Latihan Tertulis a → Susun semua baris entri pada Blok 1 sebagai tabel Markdown dengan kolom "No" untuk nomor urut dan "Baris" untuk isi baris, tanpa baris kosong. Jangan sertakan gambar dalam jawaban.

Kutipan Halaman →
┌──

Dermaga pendaratan nelayan Kota Kapur di Sungai Medo, Bangka, persis berada di tepi kawasan Situs Kota Kapur. (Foto :Kompas/Kenedi Nurhan)***
SITUS KOTA KAPUR
Bukan Tanah Kutukan
Bagi penduduk Kota Kapur di Pulau Bangka, prasasti bertarikh 686 Masehi itu hanya menyisakan cerita kelam. Tak tampak kebanggaan terkait nama desa mereka yang dikenal luas berkat temuan Prasasti Kota Kapur, tempat di mana sebuah fragmen peristiwa penting ditabalkan, sekaligus menjadi semacam kunci pembuka diketahuinya bahwa ada kerajaan besar di Sumatera bernama Sriwijaya.
Beberapa di antara mereka bahkan mulai bertanya-tanya: mungkinkah kutukan Raja Sriwijaya, Dapunta Hyang Sri Jayanasa, pada masa lampau itu juga harus mereka tanggung dalam kehidupan di masa kini? Kenyataan bahwa sebagian besar dari sekitar 400 keluarga yang tinggal di Desa Kota Kapur hidup dalam kesusahan, dari generasi ke generasi, dianggap sebagai pertanda.
Selama puluhan tahun sebagai nelayan, juga bertanam lada dan karet, hasilnya tak membuat mereka bisa hidup sejahtera. Sementara itu, nama desa mereka begitu populer, kerap disebut manakala keberadaan Kerajaan Sriwijaya dibicarakan, baik di dalam maupun di luar negeri.
Dalam pandangan awam mereka, kutukan yang tertera pada prasasti Kota Kapur masih memiliki kekuatan. Bukan karena mereka memberontak atau tidak setia kepada penguasa, sebagaimana salah satu bagian dari isi prasasti persumpahan itu, tetapi lantaran pendahulu mereka tidak kuasa mencegah Belanda—setelah prasasti ini ditemukan JK van der Meulen pada Desember 1892—membawa batu kutukan tersebut keluar dari Kota Kapur.
”Coba Bapak pikir, nama desa ini terkenal hingga ke luar negeri. Kata orang, di buku-buku sekolah juga disebut-sebut nama Kota Kapur. Tapi lihat, penduduk di sini tetap miskin. Hidup susah! Barangkali ini ada kaitan dengan kutukan di batu itu. Seharusnya batu itu tetap di sini, dikembalikan, tidak boleh dibawa keluar,” kata Yanto (39) ketika diajak berbincang sesaat setelah ia tiba dari rutinitasnya melaut.
Memang tidak ada hubungan kausalitas di balik itu semua, tetapi begitulah alam pikir masyarakat awam bekerja. Di tengah jepitan berbagai persoalan sehari-hari, alam pikir berbau mistik itu telah mengalahkan rasionalitas. Lebih-lebih dalam masyarakat yang tingkat kemampuan menyerap dan mengurai berbagai persoalan masih rendah, lari dari kenyataan bisa menjadi semacam katarsis.

└──

Data yang Diberikan →
┌──

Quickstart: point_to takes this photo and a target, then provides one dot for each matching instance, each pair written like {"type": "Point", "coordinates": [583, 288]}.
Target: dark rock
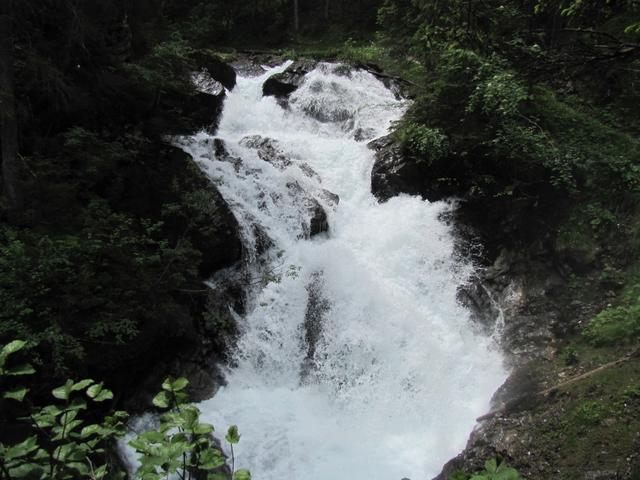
{"type": "Point", "coordinates": [180, 114]}
{"type": "Point", "coordinates": [363, 134]}
{"type": "Point", "coordinates": [308, 171]}
{"type": "Point", "coordinates": [331, 198]}
{"type": "Point", "coordinates": [217, 68]}
{"type": "Point", "coordinates": [287, 82]}
{"type": "Point", "coordinates": [221, 153]}
{"type": "Point", "coordinates": [395, 171]}
{"type": "Point", "coordinates": [318, 222]}
{"type": "Point", "coordinates": [267, 150]}
{"type": "Point", "coordinates": [317, 307]}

└──

Latihan Tertulis b → Tulis ulang artikel tentang Situs Kota Kapur, dimulai dari "Dalam pandangan awam" dan berlanjut sampai "dari Kota Kapur.", dengan mengganti "Belanda" menjadi "Portugis".

Jawaban a →
| No | Baris |
|---|---|
| 1 | Quickstart: point_to takes this photo and a target, then provides one dot for each matching instance, each pair written like {"type": "Point", "coordinates": [583, 288]}. |
| 2 | Target: dark rock |
| 3 | {"type": "Point", "coordinates": [180, 114]} |
| 4 | {"type": "Point", "coordinates": [363, 134]} |
| 5 | {"type": "Point", "coordinates": [308, 171]} |
| 6 | {"type": "Point", "coordinates": [331, 198]} |
| 7 | {"type": "Point", "coordinates": [217, 68]} |
| 8 | {"type": "Point", "coordinates": [287, 82]} |
| 9 | {"type": "Point", "coordinates": [221, 153]} |
| 10 | {"type": "Point", "coordinates": [395, 171]} |
| 11 | {"type": "Point", "coordinates": [318, 222]} |
| 12 | {"type": "Point", "coordinates": [267, 150]} |
| 13 | {"type": "Point", "coordinates": [317, 307]} |

Jawaban b →
Dalam pandangan awam mereka, kutukan yang tertera pada prasasti Kota Kapur masih memiliki kekuatan. Bukan karena mereka memberontak atau tidak setia kepada penguasa, sebagaimana salah satu bagian dari isi prasasti persumpahan itu, tetapi lantaran pendahulu mereka tidak kuasa mencegah Portugis—setelah prasasti ini ditemukan JK van der Meulen pada Desember 1892—membawa batu kutukan tersebut keluar dari Kota Kapur.